▶ [TASK PROMPT]: Could you set out every line of the material below as a Markdown table, with a running number under "Row" and the line itself under "Line", skipping blank lines? Leave the pictures out.

▶ [DATASET RECORDS]:
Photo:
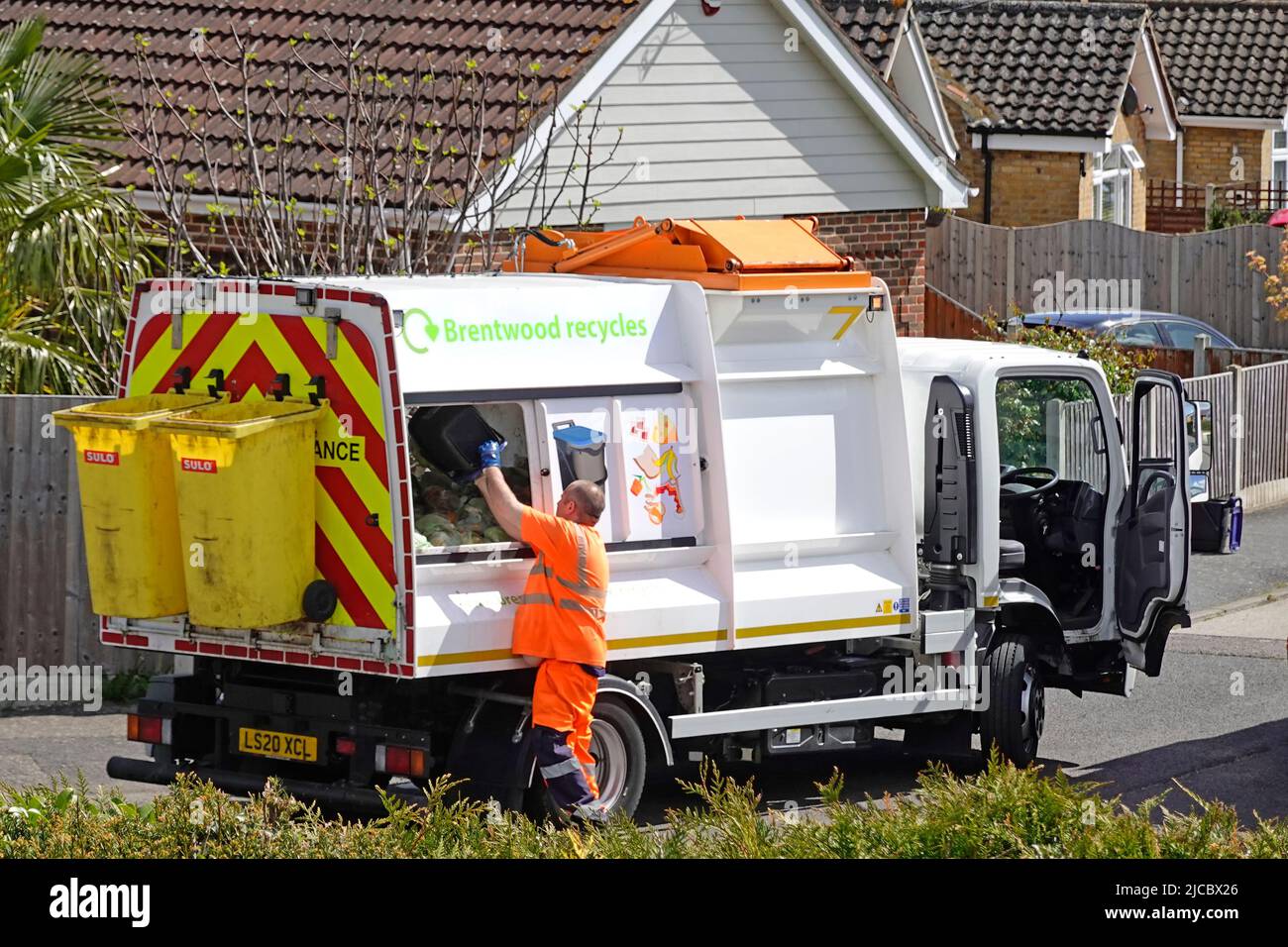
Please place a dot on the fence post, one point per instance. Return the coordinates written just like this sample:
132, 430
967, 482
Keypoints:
1176, 272
1201, 346
1055, 434
1236, 425
1010, 272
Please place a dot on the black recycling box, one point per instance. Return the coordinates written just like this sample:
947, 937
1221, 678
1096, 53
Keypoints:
1216, 526
450, 437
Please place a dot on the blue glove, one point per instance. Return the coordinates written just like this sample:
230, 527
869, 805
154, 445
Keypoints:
489, 455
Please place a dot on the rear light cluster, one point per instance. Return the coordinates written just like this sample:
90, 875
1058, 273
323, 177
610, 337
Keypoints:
399, 761
149, 729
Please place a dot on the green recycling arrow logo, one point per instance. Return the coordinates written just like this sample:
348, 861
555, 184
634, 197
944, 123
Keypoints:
430, 329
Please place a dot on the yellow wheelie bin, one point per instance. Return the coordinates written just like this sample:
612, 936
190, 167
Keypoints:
244, 479
128, 502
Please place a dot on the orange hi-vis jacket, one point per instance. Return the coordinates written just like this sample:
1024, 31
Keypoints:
562, 611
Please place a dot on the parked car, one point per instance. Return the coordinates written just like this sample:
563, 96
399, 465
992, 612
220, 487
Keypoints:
1149, 329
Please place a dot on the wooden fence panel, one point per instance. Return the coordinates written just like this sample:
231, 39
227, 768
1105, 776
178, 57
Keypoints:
1199, 274
1265, 423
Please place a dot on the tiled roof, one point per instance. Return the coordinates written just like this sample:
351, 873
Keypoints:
502, 38
872, 25
1225, 59
1035, 65
505, 38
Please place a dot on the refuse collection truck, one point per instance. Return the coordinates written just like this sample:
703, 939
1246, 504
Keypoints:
812, 528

▶ [SOLUTION TO THIS TASK]:
| Row | Line |
|---|---|
| 1 | Photo: |
| 2 | Please place a dot on the fence post, one point per instance. Return the coordinates written just like this sample: |
| 3 | 132, 430 |
| 4 | 967, 482 |
| 5 | Keypoints: |
| 6 | 1176, 272 |
| 7 | 1201, 346 |
| 8 | 1055, 434 |
| 9 | 1236, 425 |
| 10 | 1010, 272 |
| 11 | Please place a dot on the black recycling box, one point per instance. Return the coordinates written just like this sample: |
| 12 | 947, 937 |
| 13 | 1221, 678 |
| 14 | 1096, 53 |
| 15 | Keypoints: |
| 16 | 1216, 526 |
| 17 | 450, 437 |
| 18 | Please place a dot on the blue glove, one point per instance. Return the coordinates written just like this sample: |
| 19 | 230, 527 |
| 20 | 869, 805 |
| 21 | 154, 445 |
| 22 | Keypoints: |
| 23 | 489, 455 |
| 24 | Please place a dot on the rear light cluster, one point per instance. Return the coordinates written just like this sample: |
| 25 | 90, 875 |
| 26 | 1058, 273 |
| 27 | 323, 177 |
| 28 | 610, 337 |
| 29 | Keypoints: |
| 30 | 399, 761 |
| 31 | 149, 729 |
| 32 | Please place a dot on the green recycling arrow logo, one point per instance. Return the coordinates written just like this sample: |
| 33 | 348, 861 |
| 34 | 555, 184 |
| 35 | 634, 197 |
| 36 | 944, 123 |
| 37 | Keypoints: |
| 38 | 430, 329 |
| 39 | Please place a dot on the yellow wheelie bin, one point per instance. Return the coordinates written just like this sample: |
| 40 | 612, 936 |
| 41 | 190, 167 |
| 42 | Keypoints: |
| 43 | 244, 479 |
| 44 | 128, 502 |
| 45 | Please place a dot on the orange hi-vis jacket, one point per instance. Return the coordinates written just like this sample: |
| 46 | 1024, 31 |
| 47 | Keypoints: |
| 48 | 562, 611 |
| 49 | Please place a dot on the parked car, one point per instance. Return the coordinates written just like this sample: |
| 50 | 563, 96 |
| 51 | 399, 465 |
| 52 | 992, 612 |
| 53 | 220, 487 |
| 54 | Keypoints: |
| 55 | 1149, 329 |
| 56 | Please place a dot on the wooden fence panel, one point per instance. Return the coordinates written just like this sample: |
| 57 | 231, 39 |
| 58 | 227, 768 |
| 59 | 1105, 776 |
| 60 | 178, 57 |
| 61 | Keypoints: |
| 62 | 1199, 274 |
| 63 | 1265, 423 |
| 64 | Please place a dot on the tiled roof, one point per instance. Return the coordinates written just like this sample: |
| 65 | 351, 873 |
| 66 | Keypoints: |
| 67 | 502, 38 |
| 68 | 872, 25 |
| 69 | 1225, 59 |
| 70 | 1035, 65 |
| 71 | 505, 38 |
| 72 | Please place a dot on the refuse collection truck, one point per instance. Return the coordinates written just like this sample: |
| 73 | 703, 939 |
| 74 | 1246, 504 |
| 75 | Keypoints: |
| 76 | 812, 528 |